Tasks -
1: In the MySQL catalog post, how often does the catalog need updating?
2: For each statement, say whether it agrees with the MySQL catalog post. Answer yes or no and quote the deciding words. (a) Users will run insert commands on the table. (b) The Item No field is the primary key. (c) Each search field holds at most 30 characters.

Source passage -
--- START ---

Reputation: 362
Optimize for speed.
For a catalog, I have about 150K of items: Each item record has 8 search fields and one Json data string. (No: int; Search fields are max 30 characters, JSON min 200 : max 2000 characters)
Item No is a unique field and is PK all others fields are not unique.
No Search1 Search2 ... Search8 JSON_datastring
1 a1 a2 ... a8 {...json...}
2 b1 b2 ... b8 {...json...}
..
x a1 b2 ... c8 {...json...}
A user can search on each of the eight fields. He can search on the whole field,
WHERE Search1 = 'x'
the start of the field
WHERE Search1 LIKE 'x%'
or any part of the field
WHERE Search1 LIKE '%x%'
My first approach is to keep all the data in on table and put an index on each of the search colomns; but I'm wondering if there are faster methods.
The goal here is to get all matching JSON_datastrings as fast as possible. 'Select' speed is the only concern here (users will not make any update/insert/delete commands). Memory or disk space are hardly relevant for this project. The catalog needs updating only once a week, so import and update time is also not a big cocern.
I'm working with a MYSQL database. The data in the table is imported from a csv file each week. I have full control over the MYSQL database.

--- END ---

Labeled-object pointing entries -
--- START ---

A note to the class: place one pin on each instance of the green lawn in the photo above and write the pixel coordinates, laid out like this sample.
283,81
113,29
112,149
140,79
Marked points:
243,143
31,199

--- END ---

Exercise responses -
1: Once a week.

2:
(a) No: "users will not make any update/insert/delete commands"
(b) Yes: "Item No is a unique field and is PK"
(c) Yes: "Search fields are max 30 characters"